Everything from the line that holds "the woman in" through the end of the data below should be output exactly, both ends included.

# Start of RECORD EXTRACTS

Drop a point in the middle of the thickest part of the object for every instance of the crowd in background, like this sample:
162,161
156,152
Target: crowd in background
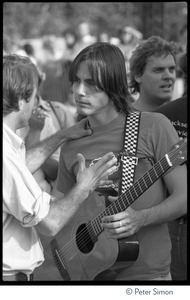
53,56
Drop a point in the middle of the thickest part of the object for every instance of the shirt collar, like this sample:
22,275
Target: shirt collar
12,138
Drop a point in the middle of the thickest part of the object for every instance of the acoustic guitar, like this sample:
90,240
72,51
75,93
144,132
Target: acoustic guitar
85,250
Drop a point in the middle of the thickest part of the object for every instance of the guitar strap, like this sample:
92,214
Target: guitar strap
128,156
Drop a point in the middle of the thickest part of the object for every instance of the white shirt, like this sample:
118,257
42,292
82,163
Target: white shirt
24,206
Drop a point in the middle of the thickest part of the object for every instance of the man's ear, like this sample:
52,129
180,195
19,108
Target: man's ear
138,78
20,104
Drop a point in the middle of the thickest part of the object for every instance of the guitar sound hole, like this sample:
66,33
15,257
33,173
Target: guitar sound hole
83,239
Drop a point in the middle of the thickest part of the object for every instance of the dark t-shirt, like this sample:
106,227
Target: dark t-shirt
157,135
176,112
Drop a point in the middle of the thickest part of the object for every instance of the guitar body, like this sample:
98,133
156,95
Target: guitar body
84,250
83,258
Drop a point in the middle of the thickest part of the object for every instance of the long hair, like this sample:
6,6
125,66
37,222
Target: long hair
20,76
106,65
153,46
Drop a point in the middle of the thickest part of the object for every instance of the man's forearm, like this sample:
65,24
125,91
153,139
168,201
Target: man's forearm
41,151
61,211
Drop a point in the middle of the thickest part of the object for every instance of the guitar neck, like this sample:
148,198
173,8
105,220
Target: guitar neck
132,194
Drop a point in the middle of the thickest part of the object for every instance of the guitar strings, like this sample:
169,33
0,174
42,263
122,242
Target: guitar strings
86,233
85,238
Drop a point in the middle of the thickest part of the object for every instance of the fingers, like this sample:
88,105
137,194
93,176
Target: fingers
112,199
81,161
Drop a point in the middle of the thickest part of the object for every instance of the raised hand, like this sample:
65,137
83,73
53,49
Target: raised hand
96,175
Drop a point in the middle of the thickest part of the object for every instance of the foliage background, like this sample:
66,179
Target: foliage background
35,19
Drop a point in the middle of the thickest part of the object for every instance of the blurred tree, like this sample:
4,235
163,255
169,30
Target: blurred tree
34,19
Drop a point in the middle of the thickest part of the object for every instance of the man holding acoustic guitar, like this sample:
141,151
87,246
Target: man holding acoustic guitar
28,210
95,244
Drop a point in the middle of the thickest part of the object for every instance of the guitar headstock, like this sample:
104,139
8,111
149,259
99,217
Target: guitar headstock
178,153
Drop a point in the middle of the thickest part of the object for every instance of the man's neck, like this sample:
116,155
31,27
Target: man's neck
103,118
10,121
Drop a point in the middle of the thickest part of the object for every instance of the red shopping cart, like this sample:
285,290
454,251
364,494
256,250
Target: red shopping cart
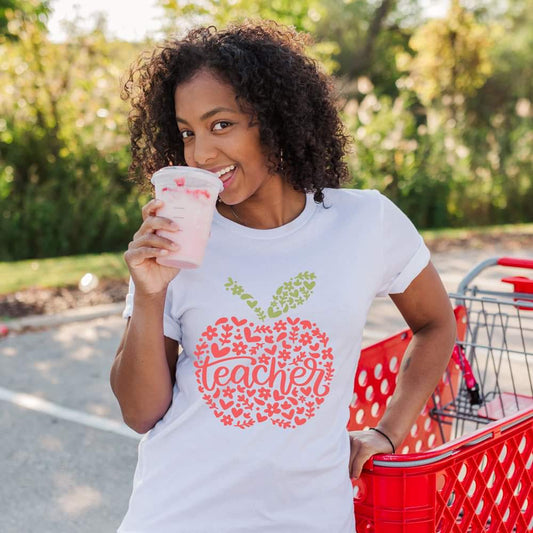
467,464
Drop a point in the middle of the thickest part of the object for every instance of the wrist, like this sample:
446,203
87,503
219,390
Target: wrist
385,435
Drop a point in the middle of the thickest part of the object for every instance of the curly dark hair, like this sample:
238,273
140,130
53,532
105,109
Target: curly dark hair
283,89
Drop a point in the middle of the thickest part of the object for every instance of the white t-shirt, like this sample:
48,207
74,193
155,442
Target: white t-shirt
271,324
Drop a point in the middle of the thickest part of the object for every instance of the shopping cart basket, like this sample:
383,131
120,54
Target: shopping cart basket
467,464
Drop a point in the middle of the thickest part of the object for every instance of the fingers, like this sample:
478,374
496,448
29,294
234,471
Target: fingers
147,243
150,209
137,256
363,445
358,457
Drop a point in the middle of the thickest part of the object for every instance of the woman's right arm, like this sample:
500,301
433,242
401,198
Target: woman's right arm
142,374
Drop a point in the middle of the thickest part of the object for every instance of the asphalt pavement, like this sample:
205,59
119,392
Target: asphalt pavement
66,458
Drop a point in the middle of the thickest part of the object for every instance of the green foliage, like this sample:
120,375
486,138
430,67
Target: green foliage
13,12
63,148
60,271
440,111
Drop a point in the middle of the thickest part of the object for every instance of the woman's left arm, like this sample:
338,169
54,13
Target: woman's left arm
427,310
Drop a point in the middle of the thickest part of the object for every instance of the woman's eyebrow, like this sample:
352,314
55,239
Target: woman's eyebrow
210,113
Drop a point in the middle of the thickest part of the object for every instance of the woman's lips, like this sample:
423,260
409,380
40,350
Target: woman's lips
227,178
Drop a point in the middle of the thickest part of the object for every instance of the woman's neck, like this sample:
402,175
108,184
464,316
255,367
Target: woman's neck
268,208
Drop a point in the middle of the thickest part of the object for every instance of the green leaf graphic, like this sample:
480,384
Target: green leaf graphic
292,293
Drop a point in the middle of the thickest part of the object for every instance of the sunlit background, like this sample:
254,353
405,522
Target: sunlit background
436,95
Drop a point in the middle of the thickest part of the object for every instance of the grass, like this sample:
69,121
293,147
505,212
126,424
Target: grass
59,271
62,271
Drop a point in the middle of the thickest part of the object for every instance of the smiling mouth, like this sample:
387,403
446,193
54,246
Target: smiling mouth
224,174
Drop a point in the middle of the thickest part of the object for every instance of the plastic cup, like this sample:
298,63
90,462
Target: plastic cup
189,196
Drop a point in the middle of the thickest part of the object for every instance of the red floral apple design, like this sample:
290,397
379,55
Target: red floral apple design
273,369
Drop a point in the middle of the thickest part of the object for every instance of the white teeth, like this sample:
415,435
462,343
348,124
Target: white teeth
220,173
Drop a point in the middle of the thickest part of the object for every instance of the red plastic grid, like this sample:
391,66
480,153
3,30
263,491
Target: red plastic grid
483,482
375,381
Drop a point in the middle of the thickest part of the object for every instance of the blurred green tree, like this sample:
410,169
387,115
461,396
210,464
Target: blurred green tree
63,145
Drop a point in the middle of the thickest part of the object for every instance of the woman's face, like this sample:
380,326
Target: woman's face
218,136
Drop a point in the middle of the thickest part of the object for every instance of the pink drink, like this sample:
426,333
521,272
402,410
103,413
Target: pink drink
189,196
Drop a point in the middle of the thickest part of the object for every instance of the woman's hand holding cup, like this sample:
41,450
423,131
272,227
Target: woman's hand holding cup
148,275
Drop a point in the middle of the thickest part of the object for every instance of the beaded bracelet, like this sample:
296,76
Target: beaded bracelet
386,436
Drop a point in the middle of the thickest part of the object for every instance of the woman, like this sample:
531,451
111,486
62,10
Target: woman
247,427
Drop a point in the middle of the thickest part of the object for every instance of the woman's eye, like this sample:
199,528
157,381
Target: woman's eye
221,125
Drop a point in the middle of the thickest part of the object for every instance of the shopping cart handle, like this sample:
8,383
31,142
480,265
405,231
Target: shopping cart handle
515,262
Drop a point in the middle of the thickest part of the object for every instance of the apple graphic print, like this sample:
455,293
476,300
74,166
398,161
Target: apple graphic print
276,369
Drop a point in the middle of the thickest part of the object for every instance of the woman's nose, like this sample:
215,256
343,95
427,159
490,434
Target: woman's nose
204,150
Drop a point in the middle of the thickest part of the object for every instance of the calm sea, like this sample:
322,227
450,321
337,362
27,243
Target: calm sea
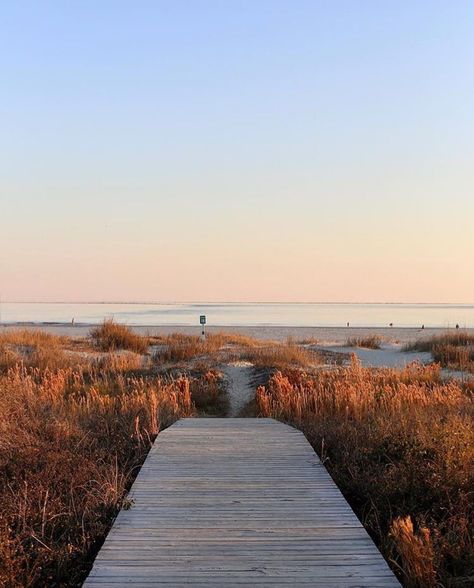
304,315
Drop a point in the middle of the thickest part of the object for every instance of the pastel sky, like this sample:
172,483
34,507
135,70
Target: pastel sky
237,150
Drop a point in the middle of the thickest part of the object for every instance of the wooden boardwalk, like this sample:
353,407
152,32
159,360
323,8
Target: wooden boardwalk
237,502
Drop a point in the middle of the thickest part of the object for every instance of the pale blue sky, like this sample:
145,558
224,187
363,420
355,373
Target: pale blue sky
291,151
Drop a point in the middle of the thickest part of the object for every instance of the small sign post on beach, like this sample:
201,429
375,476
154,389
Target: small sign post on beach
202,320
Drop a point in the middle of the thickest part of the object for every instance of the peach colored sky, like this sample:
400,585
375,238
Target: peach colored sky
237,152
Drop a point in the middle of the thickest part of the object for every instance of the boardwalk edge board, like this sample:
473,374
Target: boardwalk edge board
237,502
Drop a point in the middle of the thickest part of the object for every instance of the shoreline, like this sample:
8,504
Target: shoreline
324,335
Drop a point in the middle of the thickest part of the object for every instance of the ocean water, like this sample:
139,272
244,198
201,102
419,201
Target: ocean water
244,314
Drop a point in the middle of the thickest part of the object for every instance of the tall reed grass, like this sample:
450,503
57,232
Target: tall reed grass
400,444
72,438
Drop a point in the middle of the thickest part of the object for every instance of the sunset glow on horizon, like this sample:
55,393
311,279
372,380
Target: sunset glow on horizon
270,151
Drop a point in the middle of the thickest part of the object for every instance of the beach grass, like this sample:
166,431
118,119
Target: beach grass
400,445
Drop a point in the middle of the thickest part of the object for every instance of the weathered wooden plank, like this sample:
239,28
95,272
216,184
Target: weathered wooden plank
230,502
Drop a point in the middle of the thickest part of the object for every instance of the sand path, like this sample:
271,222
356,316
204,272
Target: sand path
239,385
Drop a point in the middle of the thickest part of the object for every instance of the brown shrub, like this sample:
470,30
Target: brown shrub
452,350
399,443
110,336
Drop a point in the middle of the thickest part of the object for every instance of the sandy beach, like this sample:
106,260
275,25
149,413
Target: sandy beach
326,336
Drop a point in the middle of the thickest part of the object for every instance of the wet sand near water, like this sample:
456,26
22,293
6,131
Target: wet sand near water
324,335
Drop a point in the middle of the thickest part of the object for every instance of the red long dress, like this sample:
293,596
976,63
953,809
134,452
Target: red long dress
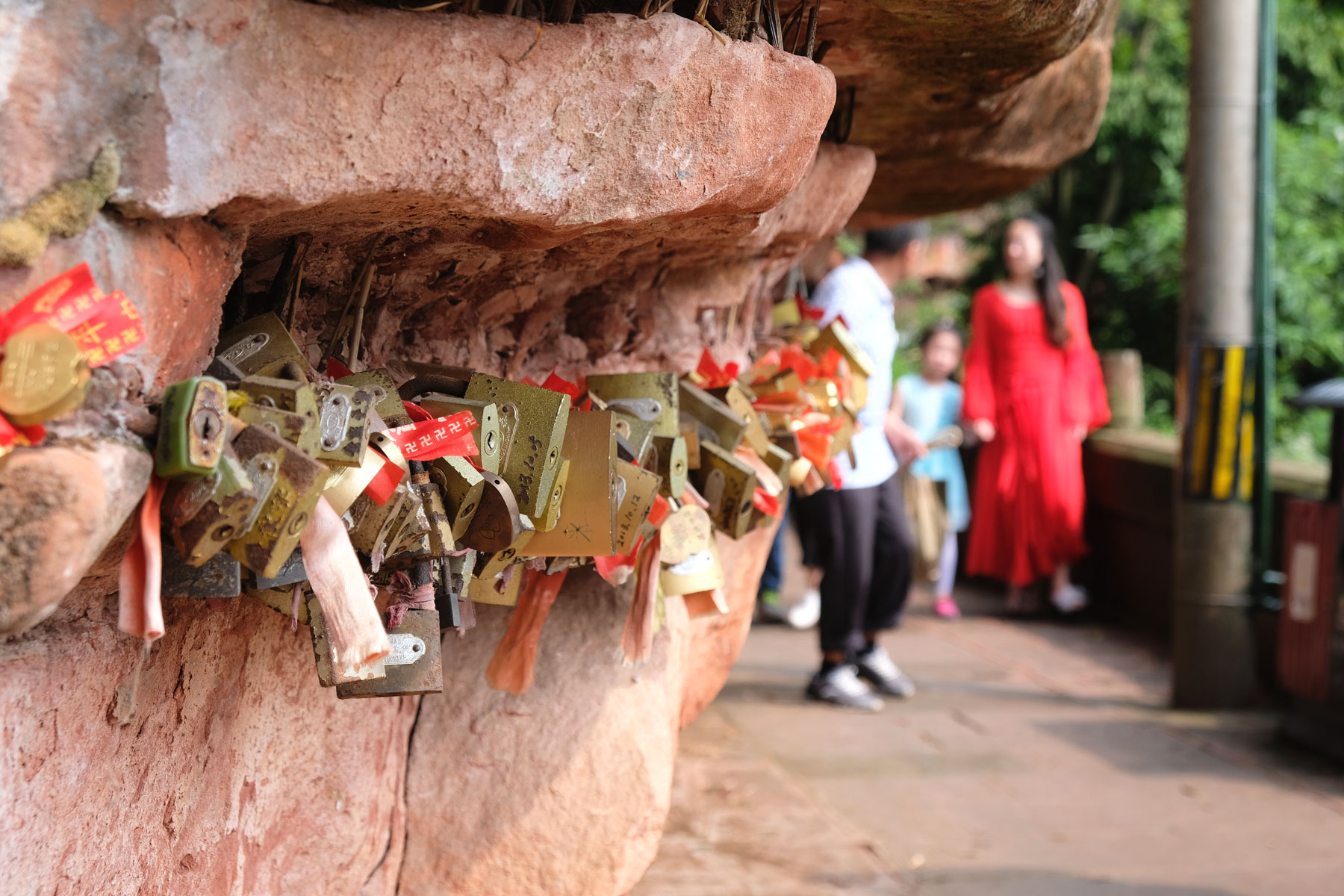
1028,500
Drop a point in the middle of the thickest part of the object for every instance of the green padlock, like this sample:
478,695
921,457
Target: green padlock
191,428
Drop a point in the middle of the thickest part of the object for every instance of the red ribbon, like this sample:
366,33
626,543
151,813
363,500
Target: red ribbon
381,488
336,370
417,413
558,383
766,503
436,438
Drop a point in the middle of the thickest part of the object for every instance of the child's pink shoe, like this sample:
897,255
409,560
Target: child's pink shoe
947,609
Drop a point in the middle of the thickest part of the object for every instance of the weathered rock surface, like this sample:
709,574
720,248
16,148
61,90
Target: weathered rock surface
611,195
221,768
972,101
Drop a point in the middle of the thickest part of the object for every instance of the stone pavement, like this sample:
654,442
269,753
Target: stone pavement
1038,759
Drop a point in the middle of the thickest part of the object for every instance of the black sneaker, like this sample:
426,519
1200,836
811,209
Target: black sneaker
877,667
840,685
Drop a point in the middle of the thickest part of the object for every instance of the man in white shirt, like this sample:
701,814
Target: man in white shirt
866,539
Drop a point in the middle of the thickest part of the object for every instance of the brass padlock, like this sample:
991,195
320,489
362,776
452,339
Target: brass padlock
296,482
691,435
388,403
416,664
43,375
290,573
729,485
191,428
585,524
635,435
490,442
441,539
260,347
289,396
220,576
484,590
715,421
282,601
346,484
667,458
210,512
535,421
329,673
779,461
838,336
551,516
461,487
344,422
739,399
638,494
690,553
288,425
491,564
662,388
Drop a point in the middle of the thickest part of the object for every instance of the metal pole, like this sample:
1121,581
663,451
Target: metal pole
1213,645
1266,324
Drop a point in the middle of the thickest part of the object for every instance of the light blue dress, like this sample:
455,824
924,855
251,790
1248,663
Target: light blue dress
930,408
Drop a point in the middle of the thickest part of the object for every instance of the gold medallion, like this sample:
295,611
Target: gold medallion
42,376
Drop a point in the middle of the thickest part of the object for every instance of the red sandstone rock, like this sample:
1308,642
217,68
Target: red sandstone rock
176,273
226,770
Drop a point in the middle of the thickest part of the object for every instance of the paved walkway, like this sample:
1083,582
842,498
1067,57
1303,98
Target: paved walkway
1038,759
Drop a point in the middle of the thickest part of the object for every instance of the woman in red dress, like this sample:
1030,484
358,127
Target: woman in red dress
1034,391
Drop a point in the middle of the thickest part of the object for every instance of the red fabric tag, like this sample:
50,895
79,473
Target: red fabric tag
382,487
112,329
836,477
766,503
436,438
806,312
336,370
659,514
63,301
608,566
559,385
417,413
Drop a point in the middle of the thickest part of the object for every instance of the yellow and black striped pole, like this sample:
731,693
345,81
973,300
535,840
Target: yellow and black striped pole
1213,650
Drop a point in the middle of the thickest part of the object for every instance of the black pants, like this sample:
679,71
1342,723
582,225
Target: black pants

# End of RECORD EXTRACTS

** OUTPUT FOR THIS TASK **
Drop a point in the middle of the thickest part of the object for every instance of the woman in red dress, like this sample:
1030,484
358,127
Target: woman in red dress
1034,391
Drop a point in the middle of the thickest part of the object for every instance of the red fabric tag, like this sample:
50,895
79,473
Target: red fabric tag
382,487
112,329
836,477
766,503
436,438
806,312
336,370
659,514
63,301
608,566
559,385
417,413
Drop a point in the middle of the thickest part of the object for every instance of the yellow and black striped pole, like this sample:
731,693
345,81
973,300
535,840
Target: yellow and black striped pole
1213,650
Drop a point in the middle of the thickest part of the object for every instance of the black pants, like this sample:
679,71
1342,723
582,225
Target: black pants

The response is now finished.